Activity
Copy exactly the lines of the records below, and only those lines, beginning with the line that contains "x=318 y=407" and ending with the line that contains "Question. Place one point on every instance of the rusty".

------------------------

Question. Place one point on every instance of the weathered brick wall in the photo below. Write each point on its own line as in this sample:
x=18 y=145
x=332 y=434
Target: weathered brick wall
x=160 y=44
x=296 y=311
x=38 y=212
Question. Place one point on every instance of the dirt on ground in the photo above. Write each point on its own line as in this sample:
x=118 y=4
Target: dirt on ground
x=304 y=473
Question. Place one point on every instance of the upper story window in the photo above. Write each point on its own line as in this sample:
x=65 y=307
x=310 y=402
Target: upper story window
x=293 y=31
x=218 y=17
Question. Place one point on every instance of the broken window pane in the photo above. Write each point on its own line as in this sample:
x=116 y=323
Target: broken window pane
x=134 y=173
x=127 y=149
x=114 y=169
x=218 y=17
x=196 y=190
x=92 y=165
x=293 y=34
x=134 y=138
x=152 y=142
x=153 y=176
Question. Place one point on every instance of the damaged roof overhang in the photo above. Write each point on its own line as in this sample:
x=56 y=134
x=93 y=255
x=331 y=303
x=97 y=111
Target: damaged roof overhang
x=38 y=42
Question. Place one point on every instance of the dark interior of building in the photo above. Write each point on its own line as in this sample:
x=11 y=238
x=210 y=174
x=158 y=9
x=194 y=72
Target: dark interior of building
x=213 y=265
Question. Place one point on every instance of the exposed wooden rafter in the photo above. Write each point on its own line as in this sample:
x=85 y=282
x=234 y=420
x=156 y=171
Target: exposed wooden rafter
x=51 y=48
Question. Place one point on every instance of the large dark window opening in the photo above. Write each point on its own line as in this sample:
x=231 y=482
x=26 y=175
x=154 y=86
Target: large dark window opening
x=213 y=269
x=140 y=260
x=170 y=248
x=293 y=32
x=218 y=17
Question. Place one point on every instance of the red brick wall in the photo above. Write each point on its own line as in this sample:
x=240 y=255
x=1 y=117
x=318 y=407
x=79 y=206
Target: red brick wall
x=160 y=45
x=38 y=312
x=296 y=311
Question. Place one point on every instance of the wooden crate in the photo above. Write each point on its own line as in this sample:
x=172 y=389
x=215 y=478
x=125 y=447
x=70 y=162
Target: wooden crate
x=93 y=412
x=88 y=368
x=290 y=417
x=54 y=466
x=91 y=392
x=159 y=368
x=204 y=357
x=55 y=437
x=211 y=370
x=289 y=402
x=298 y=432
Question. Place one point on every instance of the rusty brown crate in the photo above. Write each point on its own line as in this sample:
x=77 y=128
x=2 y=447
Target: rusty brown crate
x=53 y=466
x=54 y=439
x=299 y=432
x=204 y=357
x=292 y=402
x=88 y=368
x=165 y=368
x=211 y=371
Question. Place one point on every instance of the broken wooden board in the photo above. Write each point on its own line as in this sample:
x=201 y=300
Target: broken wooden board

------------------------

Solution to this task
x=318 y=407
x=79 y=206
Target: red brick wall
x=160 y=45
x=38 y=312
x=296 y=311
Question. Place one point on every instance of the wooden crate in the photo above. Write each point on its own line as in this sample:
x=172 y=389
x=215 y=478
x=125 y=447
x=70 y=162
Target: wooden crate
x=93 y=412
x=88 y=368
x=290 y=417
x=54 y=466
x=91 y=392
x=159 y=368
x=204 y=357
x=55 y=437
x=211 y=370
x=289 y=402
x=298 y=432
Question. Place one point on every instance of the rusty brown crate in the photo above. Write each point on its own line as in this sample:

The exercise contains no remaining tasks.